### TASK PROMPT
Could you print all the entries exactly?

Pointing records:
----------

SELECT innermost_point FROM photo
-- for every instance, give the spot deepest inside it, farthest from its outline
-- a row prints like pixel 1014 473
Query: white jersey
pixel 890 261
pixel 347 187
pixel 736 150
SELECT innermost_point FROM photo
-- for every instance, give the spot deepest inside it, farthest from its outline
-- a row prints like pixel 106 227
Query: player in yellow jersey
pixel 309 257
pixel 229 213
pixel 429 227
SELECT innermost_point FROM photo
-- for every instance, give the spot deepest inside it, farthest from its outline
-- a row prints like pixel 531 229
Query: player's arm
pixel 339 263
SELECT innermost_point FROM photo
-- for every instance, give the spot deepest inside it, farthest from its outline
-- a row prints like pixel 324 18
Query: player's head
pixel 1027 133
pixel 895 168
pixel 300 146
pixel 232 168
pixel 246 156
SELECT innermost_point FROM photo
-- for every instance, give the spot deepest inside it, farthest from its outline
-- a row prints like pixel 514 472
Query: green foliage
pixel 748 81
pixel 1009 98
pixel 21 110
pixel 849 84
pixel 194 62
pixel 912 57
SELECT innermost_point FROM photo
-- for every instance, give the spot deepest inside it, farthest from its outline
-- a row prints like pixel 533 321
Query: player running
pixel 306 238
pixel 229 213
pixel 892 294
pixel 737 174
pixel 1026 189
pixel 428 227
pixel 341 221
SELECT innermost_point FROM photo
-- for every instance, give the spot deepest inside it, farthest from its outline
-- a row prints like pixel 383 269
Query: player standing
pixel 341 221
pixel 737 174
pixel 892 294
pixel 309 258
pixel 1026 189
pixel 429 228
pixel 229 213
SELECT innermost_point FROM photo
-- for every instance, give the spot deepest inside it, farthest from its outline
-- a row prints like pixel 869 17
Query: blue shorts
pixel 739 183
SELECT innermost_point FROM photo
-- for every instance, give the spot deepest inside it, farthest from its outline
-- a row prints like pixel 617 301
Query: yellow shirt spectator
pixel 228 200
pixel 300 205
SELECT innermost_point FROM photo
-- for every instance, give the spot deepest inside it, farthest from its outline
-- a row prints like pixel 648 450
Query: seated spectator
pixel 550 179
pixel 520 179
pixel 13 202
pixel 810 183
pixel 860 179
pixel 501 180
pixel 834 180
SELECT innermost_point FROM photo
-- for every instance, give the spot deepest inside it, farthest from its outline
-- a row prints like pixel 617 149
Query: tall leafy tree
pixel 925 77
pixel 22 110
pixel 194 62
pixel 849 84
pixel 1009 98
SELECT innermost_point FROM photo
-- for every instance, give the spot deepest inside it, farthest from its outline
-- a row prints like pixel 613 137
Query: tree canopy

----------

### SOLVED EXERCISE
SELECT innermost_point FROM photo
-- for every instance, give the spot deepest inside it, farthest from its outline
-- a row prints like pixel 1014 473
Query: white jersey
pixel 890 261
pixel 347 187
pixel 736 150
SELECT innermost_point FROM photo
-- for every instance, give the spot deepest inside it, farthest from its outline
-- a row prints like pixel 106 227
Query: player in yellow jersey
pixel 309 257
pixel 229 213
pixel 429 227
SELECT innermost_point FROM photo
-- for every instance, give the spot deepest inside it, farthest from its outline
-- a row prints like pixel 531 229
Query: player's arm
pixel 339 263
SELECT innermost_point FROM photo
-- for every instance, give the spot deepest inside it, farthest from its outline
-- a row prints like pixel 324 18
Query: player's head
pixel 1027 133
pixel 895 168
pixel 300 146
pixel 232 168
pixel 246 156
SELECT innermost_point FROM photo
-- for every instance, give the spot deepest inside it, farthest from its outline
-- a row prints like pixel 514 472
Query: green foliage
pixel 748 81
pixel 1009 98
pixel 21 110
pixel 849 84
pixel 194 62
pixel 912 57
SELECT innermost_point FROM photo
-- for every instance, give the spot deepest inside it, farthest from its outline
-- a row prints like pixel 533 321
Query: player running
pixel 306 238
pixel 229 213
pixel 892 294
pixel 737 174
pixel 1026 189
pixel 428 227
pixel 341 221
SELECT innermost_point FROM photo
-- for every instance, give the spot deepest inside it, farthest from its outline
-- a row prints like pixel 383 269
Query: player standing
pixel 341 221
pixel 737 174
pixel 892 294
pixel 309 258
pixel 1026 189
pixel 429 228
pixel 229 213
SELECT innermost_point FROM photo
-- for every instance, give the spot deepest inside it, farthest from its outline
-- a row prints like pixel 869 17
Query: blue shorts
pixel 739 183
SELECT innermost_point FROM photo
-- for every instance, give the spot deepest inside it, farthest from its outline
-- a row prints like pixel 617 301
Query: yellow shirt spectator
pixel 228 200
pixel 300 205
SELECT innermost_point FROM photo
-- for every instance, give the spot deepest inside it, farthest from its outline
-- a row prints like pixel 648 450
Query: seated spectator
pixel 550 179
pixel 520 179
pixel 13 202
pixel 810 183
pixel 860 179
pixel 501 180
pixel 834 180
SELECT innermost_point FROM photo
-- for every instance, give the spot deepest inside it, farthest from its outline
-- a row prints like pixel 617 149
Query: tall leafy tree
pixel 925 77
pixel 22 110
pixel 194 62
pixel 849 84
pixel 1009 98
SELECT innermost_point FROM photo
-- for every instance, give the spot deepest inside it, farthest from its outline
-- a row prints like pixel 613 137
Query: tree canopy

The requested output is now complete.